SZCZEGÓŁY ZADANIA >>
Znajdź w poniższych rekordach wszystkie wiersze zawierające słowo „line” i przepisz każdy z nich.

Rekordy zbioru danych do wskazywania
━━━━━━━━━━━━━━━━━━━━━━━━━━━━━━
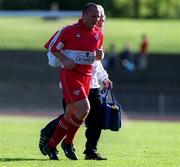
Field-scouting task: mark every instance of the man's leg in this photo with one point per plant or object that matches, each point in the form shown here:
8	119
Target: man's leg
93	130
75	121
47	132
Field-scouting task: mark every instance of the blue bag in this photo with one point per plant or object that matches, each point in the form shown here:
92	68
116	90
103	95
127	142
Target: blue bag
110	112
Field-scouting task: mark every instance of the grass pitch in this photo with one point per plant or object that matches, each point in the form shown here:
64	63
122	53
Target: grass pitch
137	144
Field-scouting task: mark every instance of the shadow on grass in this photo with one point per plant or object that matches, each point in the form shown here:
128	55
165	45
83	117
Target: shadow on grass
21	159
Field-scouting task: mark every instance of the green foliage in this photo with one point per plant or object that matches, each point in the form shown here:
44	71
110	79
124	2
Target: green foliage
137	144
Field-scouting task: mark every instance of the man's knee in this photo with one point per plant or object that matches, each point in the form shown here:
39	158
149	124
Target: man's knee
82	107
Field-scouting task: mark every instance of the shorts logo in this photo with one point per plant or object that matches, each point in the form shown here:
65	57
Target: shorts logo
76	92
97	37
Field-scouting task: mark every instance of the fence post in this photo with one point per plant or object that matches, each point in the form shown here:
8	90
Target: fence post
161	103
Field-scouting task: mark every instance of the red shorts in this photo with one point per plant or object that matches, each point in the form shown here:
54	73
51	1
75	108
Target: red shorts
75	85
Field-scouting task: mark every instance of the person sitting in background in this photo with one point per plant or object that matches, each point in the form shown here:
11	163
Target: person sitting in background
143	54
127	58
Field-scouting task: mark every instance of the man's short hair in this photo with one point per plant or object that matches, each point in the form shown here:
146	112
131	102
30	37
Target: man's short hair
88	6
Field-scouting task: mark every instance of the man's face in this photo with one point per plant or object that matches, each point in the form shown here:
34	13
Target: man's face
100	22
91	17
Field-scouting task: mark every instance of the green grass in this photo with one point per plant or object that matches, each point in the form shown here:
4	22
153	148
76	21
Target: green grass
32	32
137	144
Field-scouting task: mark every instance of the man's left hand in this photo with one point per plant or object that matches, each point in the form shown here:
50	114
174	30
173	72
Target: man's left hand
99	54
107	83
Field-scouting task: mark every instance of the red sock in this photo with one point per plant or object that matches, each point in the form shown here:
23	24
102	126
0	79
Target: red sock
59	133
74	125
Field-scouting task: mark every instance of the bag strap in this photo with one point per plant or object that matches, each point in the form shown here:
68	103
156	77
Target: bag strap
105	93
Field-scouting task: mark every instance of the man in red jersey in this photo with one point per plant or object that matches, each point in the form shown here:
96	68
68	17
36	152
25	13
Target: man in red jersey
77	46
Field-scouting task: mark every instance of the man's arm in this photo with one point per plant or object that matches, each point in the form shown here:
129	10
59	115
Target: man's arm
68	64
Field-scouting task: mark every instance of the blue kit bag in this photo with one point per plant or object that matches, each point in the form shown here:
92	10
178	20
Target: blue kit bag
110	112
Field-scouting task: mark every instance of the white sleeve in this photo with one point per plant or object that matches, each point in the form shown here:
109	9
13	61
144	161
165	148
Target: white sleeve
101	72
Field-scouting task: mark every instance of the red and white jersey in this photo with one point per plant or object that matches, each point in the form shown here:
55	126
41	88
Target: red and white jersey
78	44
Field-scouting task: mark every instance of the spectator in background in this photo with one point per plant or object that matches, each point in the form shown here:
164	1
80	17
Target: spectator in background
127	58
143	54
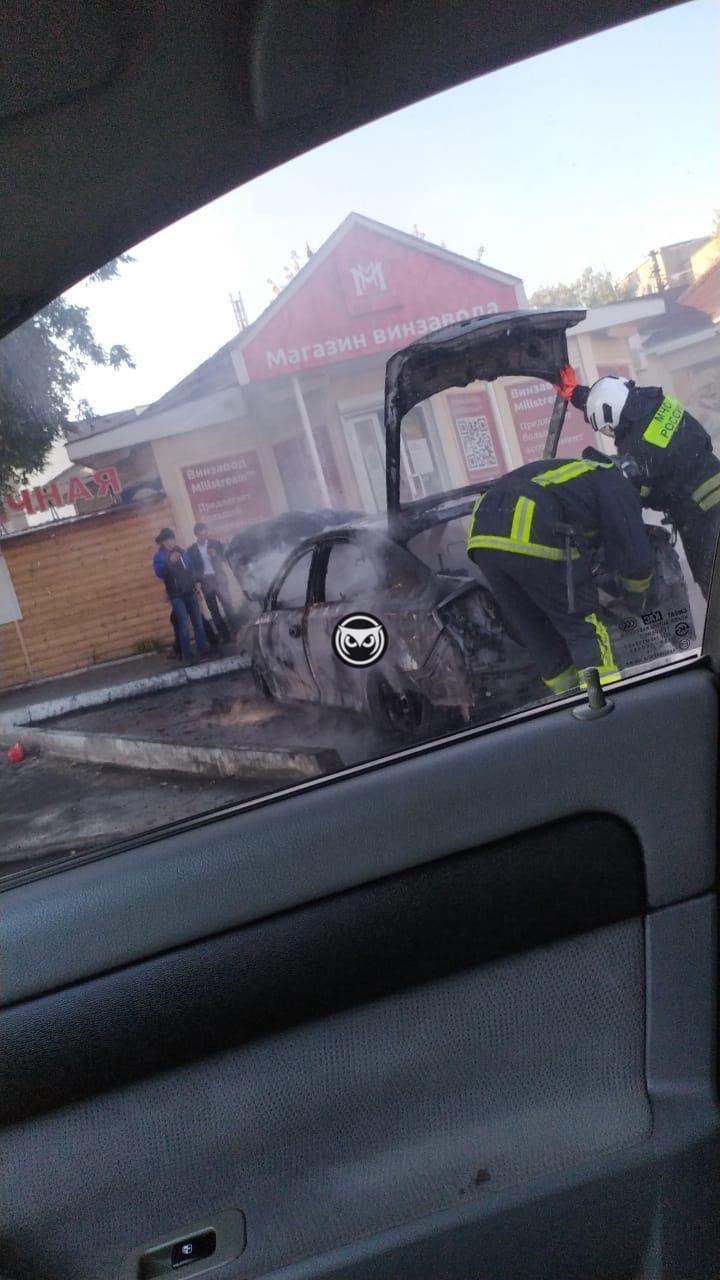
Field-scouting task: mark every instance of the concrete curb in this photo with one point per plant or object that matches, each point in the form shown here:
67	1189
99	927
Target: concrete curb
167	758
35	713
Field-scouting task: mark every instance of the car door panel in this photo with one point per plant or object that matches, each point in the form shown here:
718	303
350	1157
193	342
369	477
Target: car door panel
397	1027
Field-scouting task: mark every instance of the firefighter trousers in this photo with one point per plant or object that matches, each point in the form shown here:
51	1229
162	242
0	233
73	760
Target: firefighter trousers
532	595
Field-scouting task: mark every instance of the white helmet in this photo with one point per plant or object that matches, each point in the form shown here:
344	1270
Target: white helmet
606	401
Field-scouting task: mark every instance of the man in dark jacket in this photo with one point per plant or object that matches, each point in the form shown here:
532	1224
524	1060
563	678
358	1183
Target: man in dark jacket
532	535
208	558
666	453
172	565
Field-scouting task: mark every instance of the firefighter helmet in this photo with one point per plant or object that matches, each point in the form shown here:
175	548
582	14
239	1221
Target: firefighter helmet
606	401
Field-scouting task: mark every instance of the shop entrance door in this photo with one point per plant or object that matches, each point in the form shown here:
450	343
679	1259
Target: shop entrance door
365	442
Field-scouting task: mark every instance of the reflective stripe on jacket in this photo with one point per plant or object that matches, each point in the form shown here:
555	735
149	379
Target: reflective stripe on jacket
522	511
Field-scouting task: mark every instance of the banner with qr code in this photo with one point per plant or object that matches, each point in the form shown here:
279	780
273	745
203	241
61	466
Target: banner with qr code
477	434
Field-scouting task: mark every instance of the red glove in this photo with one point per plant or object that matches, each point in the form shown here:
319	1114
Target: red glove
568	382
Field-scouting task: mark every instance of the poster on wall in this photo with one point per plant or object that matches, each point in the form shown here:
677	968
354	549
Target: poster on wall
531	407
227	493
477	435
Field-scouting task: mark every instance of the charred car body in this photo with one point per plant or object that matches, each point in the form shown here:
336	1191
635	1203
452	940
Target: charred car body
449	649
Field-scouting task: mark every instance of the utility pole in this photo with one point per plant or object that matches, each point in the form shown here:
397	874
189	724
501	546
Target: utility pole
656	270
238	310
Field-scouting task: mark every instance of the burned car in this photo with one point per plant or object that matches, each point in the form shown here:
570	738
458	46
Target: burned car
447	649
450	656
258	552
529	344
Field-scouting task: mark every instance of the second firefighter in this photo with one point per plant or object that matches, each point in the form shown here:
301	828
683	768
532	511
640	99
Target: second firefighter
533	534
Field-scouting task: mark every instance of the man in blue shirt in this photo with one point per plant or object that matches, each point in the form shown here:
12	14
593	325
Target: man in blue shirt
172	565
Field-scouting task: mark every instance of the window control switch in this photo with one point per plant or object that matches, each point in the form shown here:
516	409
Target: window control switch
192	1248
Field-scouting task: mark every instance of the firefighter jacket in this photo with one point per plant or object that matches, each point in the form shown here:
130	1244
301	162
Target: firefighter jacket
540	508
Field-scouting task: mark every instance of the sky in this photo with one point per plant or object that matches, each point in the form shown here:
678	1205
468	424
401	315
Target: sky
591	154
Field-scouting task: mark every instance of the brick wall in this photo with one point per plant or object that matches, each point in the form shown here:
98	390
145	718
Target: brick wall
86	592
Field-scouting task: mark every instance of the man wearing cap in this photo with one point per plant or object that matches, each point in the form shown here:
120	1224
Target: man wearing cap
172	565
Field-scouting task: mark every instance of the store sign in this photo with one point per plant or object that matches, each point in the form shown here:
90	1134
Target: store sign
45	497
531	407
227	493
477	434
373	293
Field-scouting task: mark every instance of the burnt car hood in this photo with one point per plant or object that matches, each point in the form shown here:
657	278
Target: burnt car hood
513	343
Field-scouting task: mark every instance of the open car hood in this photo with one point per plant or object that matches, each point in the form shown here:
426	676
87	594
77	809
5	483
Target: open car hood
513	343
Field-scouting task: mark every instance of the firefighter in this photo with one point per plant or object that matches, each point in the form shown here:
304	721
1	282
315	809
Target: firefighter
666	453
532	534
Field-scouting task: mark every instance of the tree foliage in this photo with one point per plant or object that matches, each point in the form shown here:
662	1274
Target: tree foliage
40	366
591	289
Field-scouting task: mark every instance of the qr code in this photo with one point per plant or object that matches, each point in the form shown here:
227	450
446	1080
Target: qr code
477	443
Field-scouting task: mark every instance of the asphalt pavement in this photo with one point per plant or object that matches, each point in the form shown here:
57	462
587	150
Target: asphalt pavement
51	808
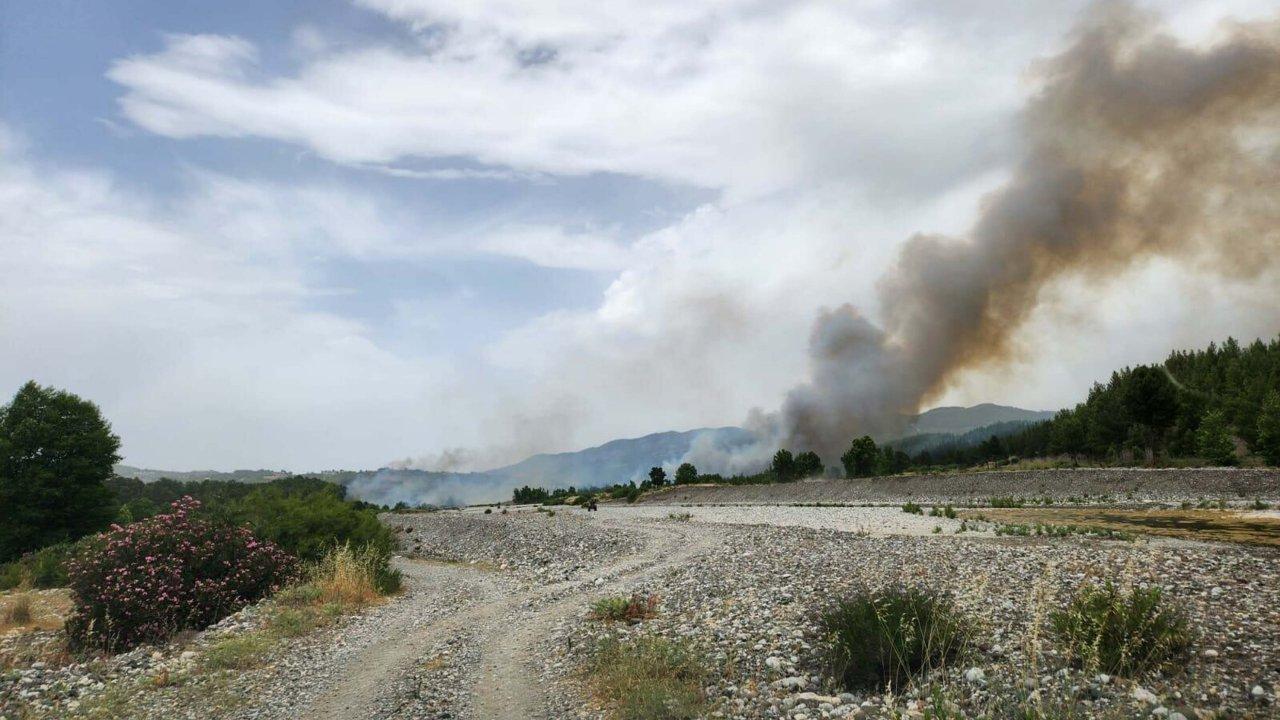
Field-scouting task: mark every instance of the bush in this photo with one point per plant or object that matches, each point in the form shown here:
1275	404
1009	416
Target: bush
888	637
621	607
44	568
1121	633
649	678
173	572
309	522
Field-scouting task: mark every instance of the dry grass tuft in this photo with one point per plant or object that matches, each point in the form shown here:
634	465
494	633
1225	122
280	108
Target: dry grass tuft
649	678
17	611
347	575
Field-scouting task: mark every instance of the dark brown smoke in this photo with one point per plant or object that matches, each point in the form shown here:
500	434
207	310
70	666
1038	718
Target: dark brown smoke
1136	147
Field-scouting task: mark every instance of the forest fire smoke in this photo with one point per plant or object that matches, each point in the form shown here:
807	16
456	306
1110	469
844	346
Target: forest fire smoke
1137	146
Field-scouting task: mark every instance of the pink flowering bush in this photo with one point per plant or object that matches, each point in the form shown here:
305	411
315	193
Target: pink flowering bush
150	579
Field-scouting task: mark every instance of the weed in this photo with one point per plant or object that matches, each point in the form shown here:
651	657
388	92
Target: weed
17	611
632	609
240	652
353	577
649	678
1121	633
888	637
291	621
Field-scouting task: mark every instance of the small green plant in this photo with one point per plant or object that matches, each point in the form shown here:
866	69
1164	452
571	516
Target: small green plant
240	652
1121	632
886	638
292	621
17	611
631	609
649	678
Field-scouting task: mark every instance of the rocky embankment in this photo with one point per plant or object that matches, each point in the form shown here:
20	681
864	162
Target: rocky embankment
1084	484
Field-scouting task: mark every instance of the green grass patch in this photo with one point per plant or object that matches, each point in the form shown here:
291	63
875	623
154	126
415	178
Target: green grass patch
887	638
240	652
1120	632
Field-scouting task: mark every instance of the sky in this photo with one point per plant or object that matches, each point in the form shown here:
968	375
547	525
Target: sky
344	233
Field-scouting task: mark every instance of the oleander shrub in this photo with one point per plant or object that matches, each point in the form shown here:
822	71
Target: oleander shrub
886	638
150	579
1118	632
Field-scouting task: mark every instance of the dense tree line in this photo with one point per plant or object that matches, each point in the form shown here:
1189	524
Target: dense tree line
1194	405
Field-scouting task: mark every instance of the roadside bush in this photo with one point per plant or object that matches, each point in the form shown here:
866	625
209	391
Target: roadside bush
173	572
649	678
1121	633
353	575
886	638
309	522
44	568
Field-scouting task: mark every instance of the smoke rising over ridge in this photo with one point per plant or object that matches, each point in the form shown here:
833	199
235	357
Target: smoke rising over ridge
1134	147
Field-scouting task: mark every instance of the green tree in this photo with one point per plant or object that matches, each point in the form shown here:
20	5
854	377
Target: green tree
55	454
686	474
1215	441
809	465
1269	428
1068	434
1151	400
784	466
657	477
859	460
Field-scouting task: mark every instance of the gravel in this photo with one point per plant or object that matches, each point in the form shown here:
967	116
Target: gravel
744	584
1084	484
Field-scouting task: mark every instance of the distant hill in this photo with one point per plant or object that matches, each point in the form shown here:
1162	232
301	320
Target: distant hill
959	420
615	461
913	445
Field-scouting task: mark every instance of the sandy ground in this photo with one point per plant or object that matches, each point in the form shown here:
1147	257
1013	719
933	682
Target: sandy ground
876	522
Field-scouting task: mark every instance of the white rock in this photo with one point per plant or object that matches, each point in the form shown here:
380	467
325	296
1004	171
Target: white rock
1143	695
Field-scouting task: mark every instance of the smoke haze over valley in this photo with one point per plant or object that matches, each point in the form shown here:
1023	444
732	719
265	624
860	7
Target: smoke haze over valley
424	237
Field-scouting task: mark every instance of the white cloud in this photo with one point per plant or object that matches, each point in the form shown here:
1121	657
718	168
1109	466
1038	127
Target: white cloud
190	323
554	247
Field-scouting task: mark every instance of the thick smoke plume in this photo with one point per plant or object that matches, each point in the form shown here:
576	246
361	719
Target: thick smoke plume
1134	147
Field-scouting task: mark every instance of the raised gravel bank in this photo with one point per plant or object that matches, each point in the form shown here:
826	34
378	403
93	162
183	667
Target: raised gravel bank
1118	484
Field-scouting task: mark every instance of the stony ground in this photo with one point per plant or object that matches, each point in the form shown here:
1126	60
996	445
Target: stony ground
493	623
1109	486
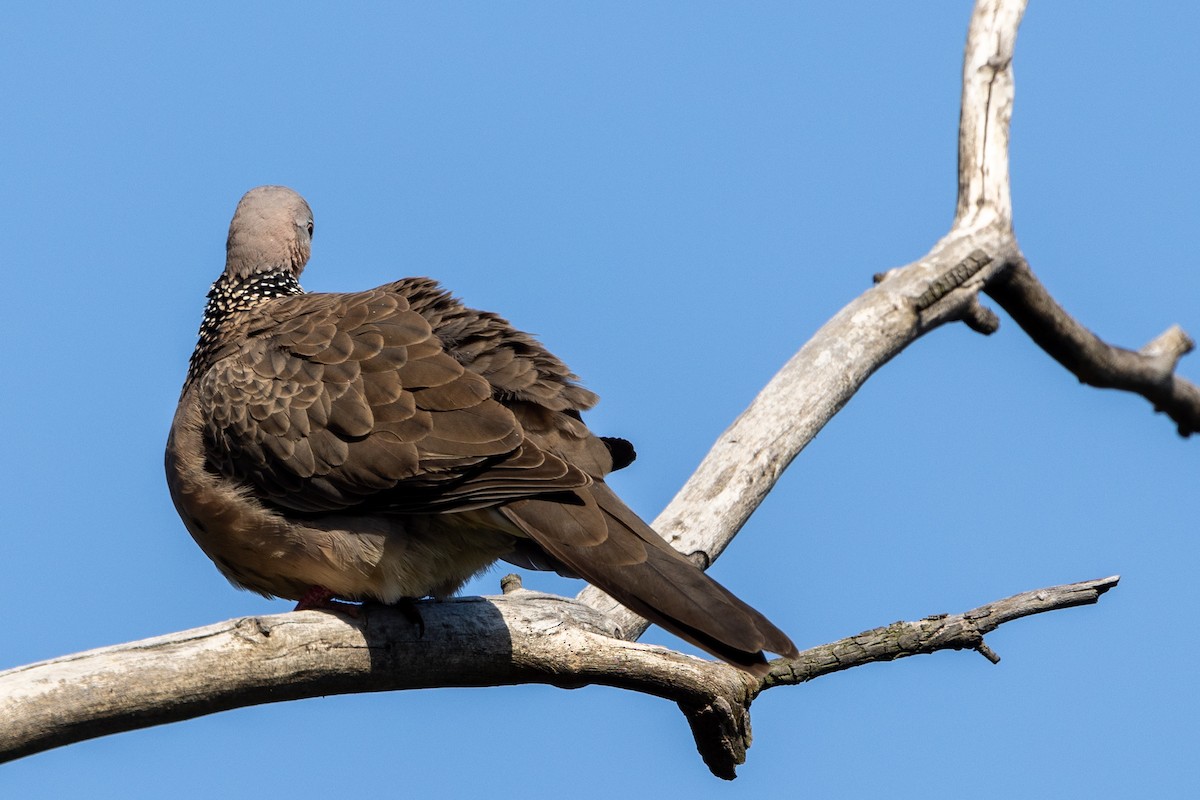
━━━━━━━━━━━━━━━━━━━━━━━━━━━━━━
ODPOWIEDŹ DO ZADANIA >>
Field-scouting task: mark every instance of the dense tree line in this photo with one point per plant or object that matches, each point in the form shown here:
Target: dense tree line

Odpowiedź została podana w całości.